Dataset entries
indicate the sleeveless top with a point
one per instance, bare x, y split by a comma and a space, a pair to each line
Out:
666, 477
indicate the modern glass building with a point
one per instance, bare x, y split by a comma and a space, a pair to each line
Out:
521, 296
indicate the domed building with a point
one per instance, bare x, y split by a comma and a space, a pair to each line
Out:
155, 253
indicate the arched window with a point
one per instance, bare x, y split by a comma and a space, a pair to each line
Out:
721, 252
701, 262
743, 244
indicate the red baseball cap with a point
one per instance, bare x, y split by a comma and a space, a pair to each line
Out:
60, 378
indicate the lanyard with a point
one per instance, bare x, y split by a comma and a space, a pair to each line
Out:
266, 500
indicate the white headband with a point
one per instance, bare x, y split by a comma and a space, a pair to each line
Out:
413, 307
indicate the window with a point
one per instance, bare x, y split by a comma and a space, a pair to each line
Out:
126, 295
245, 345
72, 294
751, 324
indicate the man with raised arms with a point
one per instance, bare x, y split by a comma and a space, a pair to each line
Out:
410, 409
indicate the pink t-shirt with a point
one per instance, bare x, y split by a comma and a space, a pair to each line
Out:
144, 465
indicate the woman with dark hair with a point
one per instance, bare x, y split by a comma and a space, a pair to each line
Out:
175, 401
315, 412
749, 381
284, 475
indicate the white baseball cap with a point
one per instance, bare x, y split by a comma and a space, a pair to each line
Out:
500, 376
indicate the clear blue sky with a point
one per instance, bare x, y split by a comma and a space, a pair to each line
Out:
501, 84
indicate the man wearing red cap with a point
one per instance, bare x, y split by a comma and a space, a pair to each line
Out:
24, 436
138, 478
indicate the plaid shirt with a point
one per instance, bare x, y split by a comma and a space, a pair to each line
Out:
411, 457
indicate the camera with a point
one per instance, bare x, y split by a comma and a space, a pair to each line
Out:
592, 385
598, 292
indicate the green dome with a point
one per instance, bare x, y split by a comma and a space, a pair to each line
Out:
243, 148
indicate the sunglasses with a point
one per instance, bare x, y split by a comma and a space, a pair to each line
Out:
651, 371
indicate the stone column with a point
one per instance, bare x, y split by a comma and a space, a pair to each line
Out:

* What is being asked *
The lines above, from the first through the one containing "indicate the woman", must be restated word for word, with nothing added.

* Reply *
indicate the sleeveless top with a point
one per instance, bare x, y split by a comma and a space, a pair to each line
Out:
666, 477
indicate the modern glass building with a point
one per instance, bare x, y split by a comma and a space, a pair to each line
Out:
521, 296
indicate the domed building with a point
one per instance, bare x, y split by a comma and a space, a pair to each line
Out:
155, 253
indicate the arched window with a point
one per instance, bare x, y split by a comma and a space, a pair to each line
Out:
721, 252
701, 262
743, 244
indicate the red baseball cap with a point
one per instance, bare x, y split by a comma and a space, a pair to each line
Out:
60, 378
indicate the lanyard with a point
one per instance, bare x, y split by a comma and a space, a pair to each line
Out:
266, 500
indicate the white headband with a point
one per instance, bare x, y split by a comma and a space, a pair to each line
Out:
413, 307
indicate the window with a point
one per instance, bare x, y split by a comma and a space, a pair to each line
Out:
126, 295
245, 345
72, 294
751, 324
indicate the man with raised arms with a point
one per instance, bare x, y split by a comma and a space, a pair to each line
Out:
410, 409
indicate the pink t-shirt with a point
one per instance, bare x, y split by a comma and a space, a pair to each line
Out:
144, 465
indicate the woman with dark hair with a point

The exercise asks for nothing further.